▸ **PASSAGE PROVIDED**

● ● ● ●

In PGN import format, tokens in the movetext do not require any specific line justification.

In PGN export format, tokens in the movetext are placed left justified on successive text lines
each of which has less than 80 printing characters. As many tokens as possible are placed on a line
with the remainder appearing on successive lines. A single space character appears between any two

27
adjacent symbol tokens on the same line in the movetext. As with the tag pair section, a single empty
line follows the last line of data to conclude the movetext section.

Neither the first or the last character on an export format PGN line is a space. (This may
change in the case of commentary; this area is currently under development.)

8.2.2: Movetext move number indications

A move number indication is composed of one or more adjacent digits (an integer token)
followed by zero or more periods. The integer portion of the indication gives the move number of the
immediately following white move (if present) and also the immediately following black move (if
present).

8.2.2.1: Import format move number indications

PGN import format does not require move number indications. It does not prohibit
superfluous move number indications anywhere in the movetext as long as the move numbers are
correct.

PGN import format move number indications may have zero or more period characters
following the digit sequence that gives the move number; one or more white space characters may
appear between the digit sequence and the period(s).

8.2.2.2: Export format move number indications

There are two export format move number indication formats, one for use appearing
immediately before a white move element and one for use appearing immediately before a black move
element. A white move number indication is formed from the integer giving the fullmove number with
a single period character appended. A black move number indication is formed from the integer giving
the fullmove number with three period characters appended.

All white move elements have a preceding move number indication. A black move element
has a preceding move number indication only in two cases: first, if there is intervening annotation or
commentary between the black move and the previous white move; and second, if there is no previous
white move in the special case where a game starts from a position where Black is the active player.

There are no other cases where move number indications appear in PGN export format.

28
8.2.3: Movetext SAN (Standard Algebraic Notation)

SAN (Standard Algebraic Notation) is a representation standard for chess moves using the
ASCII Latin alphabet.

Examples of SAN recorded games are found throughout most modern chess publications.

● ● ● ●

▸ **Extracted records**

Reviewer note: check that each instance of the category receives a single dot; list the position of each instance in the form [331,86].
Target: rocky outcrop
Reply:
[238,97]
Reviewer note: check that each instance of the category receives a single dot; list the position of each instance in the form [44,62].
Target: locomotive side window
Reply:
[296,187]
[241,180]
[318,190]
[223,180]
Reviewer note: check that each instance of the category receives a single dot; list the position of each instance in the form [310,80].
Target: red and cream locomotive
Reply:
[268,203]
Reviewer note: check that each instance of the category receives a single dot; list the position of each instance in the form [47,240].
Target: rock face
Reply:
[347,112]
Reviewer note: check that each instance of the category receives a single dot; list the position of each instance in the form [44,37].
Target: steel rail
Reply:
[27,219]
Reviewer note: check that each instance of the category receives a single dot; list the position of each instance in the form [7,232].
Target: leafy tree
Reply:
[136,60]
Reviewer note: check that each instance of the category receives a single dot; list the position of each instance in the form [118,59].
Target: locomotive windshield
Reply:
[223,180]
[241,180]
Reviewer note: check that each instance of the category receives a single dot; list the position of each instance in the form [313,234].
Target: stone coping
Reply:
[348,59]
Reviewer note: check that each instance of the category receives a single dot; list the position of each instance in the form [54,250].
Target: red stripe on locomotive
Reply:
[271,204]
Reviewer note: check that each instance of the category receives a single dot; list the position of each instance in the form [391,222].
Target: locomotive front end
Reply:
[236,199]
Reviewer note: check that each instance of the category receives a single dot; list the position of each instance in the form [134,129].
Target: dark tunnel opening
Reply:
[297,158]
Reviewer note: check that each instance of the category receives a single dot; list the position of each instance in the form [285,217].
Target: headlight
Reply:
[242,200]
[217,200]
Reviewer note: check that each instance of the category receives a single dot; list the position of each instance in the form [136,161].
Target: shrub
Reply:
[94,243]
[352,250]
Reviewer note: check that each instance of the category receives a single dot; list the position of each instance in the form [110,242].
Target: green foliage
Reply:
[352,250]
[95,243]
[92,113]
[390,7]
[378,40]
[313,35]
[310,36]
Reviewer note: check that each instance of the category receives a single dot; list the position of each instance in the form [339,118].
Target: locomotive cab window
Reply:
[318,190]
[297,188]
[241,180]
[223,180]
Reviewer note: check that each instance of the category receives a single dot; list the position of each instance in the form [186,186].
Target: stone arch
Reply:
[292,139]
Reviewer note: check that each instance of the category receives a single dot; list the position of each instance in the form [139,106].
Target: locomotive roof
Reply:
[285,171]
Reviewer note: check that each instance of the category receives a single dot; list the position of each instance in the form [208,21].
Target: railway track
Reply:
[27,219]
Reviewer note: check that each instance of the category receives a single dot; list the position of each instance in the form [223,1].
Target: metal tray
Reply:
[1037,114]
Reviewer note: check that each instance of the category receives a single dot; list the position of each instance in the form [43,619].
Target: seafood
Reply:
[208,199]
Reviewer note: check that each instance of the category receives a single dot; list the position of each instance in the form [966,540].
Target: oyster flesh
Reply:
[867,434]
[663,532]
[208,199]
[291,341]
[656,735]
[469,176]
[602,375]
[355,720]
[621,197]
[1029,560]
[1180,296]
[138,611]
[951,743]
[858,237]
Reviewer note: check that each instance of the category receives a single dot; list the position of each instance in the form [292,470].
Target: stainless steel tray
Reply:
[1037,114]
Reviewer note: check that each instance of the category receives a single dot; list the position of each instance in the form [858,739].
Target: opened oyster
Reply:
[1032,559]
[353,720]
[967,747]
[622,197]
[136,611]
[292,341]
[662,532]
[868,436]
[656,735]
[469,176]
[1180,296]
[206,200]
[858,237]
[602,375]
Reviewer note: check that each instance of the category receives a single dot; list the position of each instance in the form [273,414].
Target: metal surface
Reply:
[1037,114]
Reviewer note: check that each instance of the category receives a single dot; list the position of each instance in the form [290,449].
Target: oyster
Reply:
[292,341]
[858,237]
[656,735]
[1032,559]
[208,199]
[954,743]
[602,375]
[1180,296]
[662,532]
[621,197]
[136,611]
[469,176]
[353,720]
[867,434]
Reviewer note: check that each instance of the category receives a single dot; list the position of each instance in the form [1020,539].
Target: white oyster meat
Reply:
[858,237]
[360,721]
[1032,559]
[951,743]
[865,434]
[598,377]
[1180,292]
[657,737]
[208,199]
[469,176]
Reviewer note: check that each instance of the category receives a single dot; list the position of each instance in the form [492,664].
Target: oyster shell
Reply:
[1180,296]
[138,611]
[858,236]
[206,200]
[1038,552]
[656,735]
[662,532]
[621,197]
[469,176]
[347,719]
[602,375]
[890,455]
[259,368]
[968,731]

● ● ● ●

▸ **OBJECTIVE**
Can you reproduce the PGN text from "All white move" to "ASCII Latin alphabet.", replacing "intervening" with "interposed"?

▸ **RESULT FOR THIS EXERCISE**
All white move elements have a preceding move number indication. A black move element
has a preceding move number indication only in two cases: first, if there is interposed annotation or
commentary between the black move and the previous white move; and second, if there is no previous
white move in the special case where a game starts from a position where Black is the active player.

There are no other cases where move number indications appear in PGN export format.

28
8.2.3: Movetext SAN (Standard Algebraic Notation)

SAN (Standard Algebraic Notation) is a representation standard for chess moves using the
ASCII Latin alphabet.